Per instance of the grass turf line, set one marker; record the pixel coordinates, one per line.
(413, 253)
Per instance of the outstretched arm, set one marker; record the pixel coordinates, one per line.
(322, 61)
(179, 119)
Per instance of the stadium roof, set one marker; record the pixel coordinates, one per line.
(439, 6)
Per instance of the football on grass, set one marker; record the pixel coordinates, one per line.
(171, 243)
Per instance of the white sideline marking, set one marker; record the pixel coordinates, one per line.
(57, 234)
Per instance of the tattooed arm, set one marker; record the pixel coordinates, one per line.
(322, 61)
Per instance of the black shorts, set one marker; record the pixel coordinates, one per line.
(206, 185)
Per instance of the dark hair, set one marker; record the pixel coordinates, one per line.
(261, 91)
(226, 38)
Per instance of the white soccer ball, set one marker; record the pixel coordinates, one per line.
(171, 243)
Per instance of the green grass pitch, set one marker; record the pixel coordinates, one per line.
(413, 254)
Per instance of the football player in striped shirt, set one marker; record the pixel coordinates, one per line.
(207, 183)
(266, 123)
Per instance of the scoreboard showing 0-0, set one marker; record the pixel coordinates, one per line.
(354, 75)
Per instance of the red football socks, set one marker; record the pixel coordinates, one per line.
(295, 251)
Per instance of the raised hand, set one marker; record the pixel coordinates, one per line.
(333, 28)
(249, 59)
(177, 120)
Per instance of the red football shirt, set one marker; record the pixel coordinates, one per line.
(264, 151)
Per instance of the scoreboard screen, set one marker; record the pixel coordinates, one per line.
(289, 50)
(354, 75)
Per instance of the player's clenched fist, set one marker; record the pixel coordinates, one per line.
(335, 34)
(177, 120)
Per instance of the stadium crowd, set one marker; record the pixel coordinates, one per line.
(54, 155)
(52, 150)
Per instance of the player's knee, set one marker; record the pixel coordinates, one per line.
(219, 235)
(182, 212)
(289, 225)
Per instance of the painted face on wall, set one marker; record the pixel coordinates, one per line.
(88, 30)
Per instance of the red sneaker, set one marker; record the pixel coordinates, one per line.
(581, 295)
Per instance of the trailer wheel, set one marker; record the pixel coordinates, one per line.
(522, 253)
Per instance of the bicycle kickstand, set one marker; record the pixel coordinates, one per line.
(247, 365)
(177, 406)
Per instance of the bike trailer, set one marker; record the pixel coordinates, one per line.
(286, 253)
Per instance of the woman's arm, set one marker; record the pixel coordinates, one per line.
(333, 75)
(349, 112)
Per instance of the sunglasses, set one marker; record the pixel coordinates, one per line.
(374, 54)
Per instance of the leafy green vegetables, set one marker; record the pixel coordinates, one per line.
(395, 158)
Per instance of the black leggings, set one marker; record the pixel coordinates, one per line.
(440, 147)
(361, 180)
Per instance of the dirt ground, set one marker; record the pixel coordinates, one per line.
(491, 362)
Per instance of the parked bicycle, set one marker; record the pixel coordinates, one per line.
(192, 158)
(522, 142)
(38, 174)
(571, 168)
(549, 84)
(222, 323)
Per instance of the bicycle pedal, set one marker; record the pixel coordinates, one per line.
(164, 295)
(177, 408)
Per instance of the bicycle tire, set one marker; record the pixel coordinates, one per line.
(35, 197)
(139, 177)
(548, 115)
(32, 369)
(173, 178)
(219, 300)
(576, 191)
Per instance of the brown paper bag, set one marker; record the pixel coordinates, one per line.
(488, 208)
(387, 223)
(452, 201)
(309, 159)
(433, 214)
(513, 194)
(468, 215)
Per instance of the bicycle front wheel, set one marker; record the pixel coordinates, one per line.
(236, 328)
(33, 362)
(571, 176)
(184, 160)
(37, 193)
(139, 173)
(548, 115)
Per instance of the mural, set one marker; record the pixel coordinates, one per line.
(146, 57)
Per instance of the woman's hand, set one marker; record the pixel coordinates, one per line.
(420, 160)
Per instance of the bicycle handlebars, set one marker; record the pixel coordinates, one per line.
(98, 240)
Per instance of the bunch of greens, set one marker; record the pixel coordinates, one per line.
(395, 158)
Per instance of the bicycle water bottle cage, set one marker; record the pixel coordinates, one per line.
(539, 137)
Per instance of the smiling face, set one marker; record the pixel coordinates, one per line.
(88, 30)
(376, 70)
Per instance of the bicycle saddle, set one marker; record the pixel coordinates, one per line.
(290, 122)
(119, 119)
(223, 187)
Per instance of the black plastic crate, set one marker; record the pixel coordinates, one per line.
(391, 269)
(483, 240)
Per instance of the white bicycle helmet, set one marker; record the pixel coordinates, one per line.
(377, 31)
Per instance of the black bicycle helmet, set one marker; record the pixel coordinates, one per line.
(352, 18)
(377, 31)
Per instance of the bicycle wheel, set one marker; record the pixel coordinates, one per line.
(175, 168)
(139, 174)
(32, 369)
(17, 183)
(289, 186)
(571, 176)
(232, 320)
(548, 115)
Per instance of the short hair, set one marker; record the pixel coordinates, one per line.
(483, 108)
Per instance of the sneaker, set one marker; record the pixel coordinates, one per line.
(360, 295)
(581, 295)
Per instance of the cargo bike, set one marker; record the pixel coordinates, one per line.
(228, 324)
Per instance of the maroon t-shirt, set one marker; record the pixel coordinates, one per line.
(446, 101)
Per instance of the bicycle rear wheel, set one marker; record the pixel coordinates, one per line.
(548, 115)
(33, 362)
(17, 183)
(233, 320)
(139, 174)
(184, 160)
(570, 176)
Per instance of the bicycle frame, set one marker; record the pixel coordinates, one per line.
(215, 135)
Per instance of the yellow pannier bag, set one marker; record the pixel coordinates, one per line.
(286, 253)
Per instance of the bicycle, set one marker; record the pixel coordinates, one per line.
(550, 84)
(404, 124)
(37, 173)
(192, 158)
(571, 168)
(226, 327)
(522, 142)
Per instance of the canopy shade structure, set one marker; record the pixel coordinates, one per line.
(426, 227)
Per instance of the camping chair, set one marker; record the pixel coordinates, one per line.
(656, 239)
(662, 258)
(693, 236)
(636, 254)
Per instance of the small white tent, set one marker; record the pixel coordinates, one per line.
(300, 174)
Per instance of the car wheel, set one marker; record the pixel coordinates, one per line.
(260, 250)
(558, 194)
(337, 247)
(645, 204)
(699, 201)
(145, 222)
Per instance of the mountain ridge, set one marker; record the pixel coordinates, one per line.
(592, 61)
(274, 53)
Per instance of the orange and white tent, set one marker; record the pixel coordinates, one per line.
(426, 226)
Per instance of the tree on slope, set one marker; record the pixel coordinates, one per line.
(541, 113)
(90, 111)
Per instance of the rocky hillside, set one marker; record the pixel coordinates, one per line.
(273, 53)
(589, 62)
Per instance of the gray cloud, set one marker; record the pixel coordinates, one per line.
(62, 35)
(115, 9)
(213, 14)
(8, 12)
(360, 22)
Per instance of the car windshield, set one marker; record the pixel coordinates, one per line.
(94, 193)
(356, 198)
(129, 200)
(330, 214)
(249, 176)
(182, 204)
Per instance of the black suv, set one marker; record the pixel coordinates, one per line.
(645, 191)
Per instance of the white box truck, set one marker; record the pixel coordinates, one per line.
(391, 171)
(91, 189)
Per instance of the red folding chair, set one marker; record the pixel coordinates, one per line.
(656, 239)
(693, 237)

**Required action**
Reproduce every record above exactly as it is written.

**Task solution**
Per instance of the grass turf line, set one marker; record the pixel coordinates, one per line.
(413, 253)
Per instance of the outstretched arm, set one marker; record the pixel coordinates, one per line.
(322, 61)
(179, 119)
Per instance of the stadium roof, set one marker; record the pixel coordinates, one per line.
(439, 6)
Per instance of the football on grass, set one marker; record the pixel coordinates, one per line.
(171, 243)
Per instance of the white sideline marking, set one marker; record the pixel coordinates, one per line.
(57, 234)
Per instance of the tattooed arm, set one marker; record the pixel coordinates, one per line.
(322, 61)
Per instance of the black shorts, set one marker; record the pixel coordinates, one per line.
(206, 185)
Per instance of the dark hair, set one marker; record the pixel coordinates, one per line.
(261, 91)
(226, 38)
Per instance of the white soccer ball, set one marker; record the pixel coordinates, one per line.
(171, 243)
Per instance of the green grass pitch, set one marker; record the pixel coordinates, one per line.
(413, 254)
Per instance of the football player in striped shirt, set one marker; record the pixel coordinates, one per line.
(207, 183)
(266, 123)
Per instance of the scoreboard showing 0-0, set one marker; record the pixel coordinates, one per line.
(354, 75)
Per instance of the red football socks, set one marker; record the pixel coordinates, one per line.
(295, 251)
Per instance of the raised hand, set one marker; record the pixel coordinates, one per line.
(333, 28)
(249, 59)
(177, 120)
Per instance of the red football shirt, set one marker; record the pixel coordinates, one per line.
(264, 151)
Per instance of the scoreboard screen, set one marker; record the pixel coordinates, one per line.
(289, 50)
(354, 75)
Per instance of the player's clenched fist, set one marker; record the pixel coordinates, one per line.
(335, 34)
(177, 120)
Per instance of the stadium crowd, set one marker; record the pixel coordinates, one per line.
(54, 155)
(52, 150)
Per instance of the player's knee, set one marker; record the pixel coordinates, one per line.
(219, 235)
(182, 212)
(289, 225)
Per instance of the painted face on wall, set one marker; record the pixel coordinates, one per line.
(88, 30)
Per instance of the red sneaker, set one marker; record the pixel coordinates, one per line.
(581, 295)
Per instance of the trailer wheel, set one marker; record the pixel coordinates, one per line.
(522, 253)
Per instance of the bicycle kickstand, set one marker; record the pixel coordinates, one per line.
(247, 365)
(177, 406)
Per instance of the bike trailer, set one marker; record the pixel coordinates, one per line.
(286, 253)
Per instance of the woman's arm, set one marker; record the pixel coordinates, one per line.
(333, 75)
(349, 112)
Per instance of the sunglasses, set one marker; record the pixel coordinates, one per line.
(374, 54)
Per instance of the leafy green vegetables, set one marker; record the pixel coordinates, one per line.
(395, 158)
Per instance of the black leggings, set one marker; record the pixel coordinates, one per line.
(440, 147)
(361, 180)
Per instance of the dirt ground, set one marker; record the pixel coordinates, one per line.
(491, 362)
Per instance of the parked bicycle, set one marker; record the pixel coordinates, one per line.
(192, 158)
(522, 142)
(38, 174)
(571, 168)
(549, 84)
(222, 323)
Per instance of the bicycle pedal, set one marker; record the pixel coordinates, one per line.
(164, 295)
(177, 408)
Per instance of the bicycle tire, set one marker; record the pixel coordinates, one per line.
(35, 197)
(139, 177)
(548, 115)
(32, 369)
(173, 178)
(219, 300)
(576, 191)
Per instance of the brown paper bag, set one marker; record the pixel coordinates, one per line.
(488, 208)
(387, 223)
(452, 201)
(309, 159)
(433, 214)
(513, 194)
(468, 215)
Per instance of the bicycle front wheel, set one marker; record the pixel coordinates, one per line.
(236, 328)
(33, 362)
(571, 176)
(184, 160)
(37, 193)
(139, 173)
(548, 115)
Per instance of the mural, set one marker; record the pixel coordinates, one per line.
(146, 57)
Per instance of the woman's hand, set one marker; record the pixel coordinates, one per line.
(420, 160)
Per instance of the bicycle handlebars, set one marker; record the pixel coordinates, one per line.
(98, 240)
Per instance of the bunch of greens, set one marker; record the pixel coordinates, one per line.
(395, 158)
Per instance of the bicycle water bottle cage, set one marker; record the pixel coordinates, one per line.
(539, 137)
Per instance of the smiling face, set one marker; record the pixel coordinates, one per line.
(88, 30)
(376, 70)
Per instance of the bicycle saddle, set one marker; record the pixel coordinates, one per line.
(290, 122)
(119, 119)
(223, 187)
Per instance of the black plastic crate, set one marker; record the pixel coordinates, one per line.
(391, 269)
(483, 240)
Per instance of the white bicycle helmet, set one marker; record the pixel coordinates, one per line.
(377, 31)
Per instance of the black bicycle helmet, set one marker; record the pixel coordinates, one per line.
(352, 18)
(377, 31)
Per instance of the bicycle wheel, set one marker; record the pixel coordinates, one per line.
(175, 168)
(139, 174)
(32, 369)
(17, 183)
(289, 186)
(571, 176)
(232, 320)
(548, 115)
Per instance of the short hair, set one marker; record the pixel coordinates, one per line.
(483, 108)
Per instance of the sneaker, set one marker; record the pixel coordinates, one per line.
(360, 295)
(581, 295)
Per instance of the cargo bike, set one marker; record the pixel coordinates, one per line.
(228, 324)
Per instance of the maroon t-shirt, set one marker; record the pixel coordinates, one per line.
(446, 101)
Per instance of the bicycle rear wheel, set one marker; record the pixel coordinates, one per line.
(548, 115)
(33, 362)
(17, 183)
(233, 320)
(139, 174)
(184, 160)
(570, 176)
Per instance of the bicycle frame, set one marker; record the pixel coordinates, one per line.
(215, 135)
Per instance of the yellow pannier bag, set one marker; record the pixel coordinates, one per line.
(286, 253)
Per instance of the bicycle, set one marker; record the pixel coordinates, one per line.
(550, 84)
(404, 124)
(37, 173)
(192, 158)
(571, 168)
(226, 327)
(522, 142)
Per instance of the canopy shade structure, set one marker; record the pixel coordinates, one per line.
(426, 227)
Per instance of the camping chair, set one marker; record the pixel coordinates, one per line.
(656, 239)
(662, 258)
(693, 236)
(636, 254)
Per instance of the small white tent, set one marker; record the pixel coordinates, one per line.
(300, 174)
Per instance of the car wheel, set one marker; record the pixel coordinates, one per line.
(260, 250)
(558, 194)
(337, 247)
(645, 204)
(699, 201)
(145, 222)
Per instance of the mountain ridge, set one marker; record the pixel coordinates, one per line.
(592, 61)
(274, 53)
Per instance of the orange and white tent, set one marker; record the pixel coordinates, one per line.
(426, 226)
Per instance of the tree on slope, set one marker; record the pixel coordinates, one per line.
(541, 113)
(90, 111)
Per instance of the rocky hillside, set one marker; record the pixel coordinates, one per line.
(273, 53)
(589, 62)
Per instance of the gray cloud, set one marker; record the pixel coordinates, one per line.
(62, 35)
(115, 9)
(213, 14)
(8, 12)
(360, 22)
Per instance of the car windshield, set one marker; record the pixel coordinates, one per line.
(94, 193)
(356, 198)
(129, 200)
(330, 214)
(249, 176)
(182, 204)
Per instance of the black suv, set one marker; record the pixel coordinates, one per line.
(645, 191)
Per instance of the white box truck, set one marker; record the pixel coordinates, one per line.
(391, 171)
(91, 189)
Per instance of the red folding chair, set one marker; record the pixel coordinates, one per line.
(656, 239)
(693, 237)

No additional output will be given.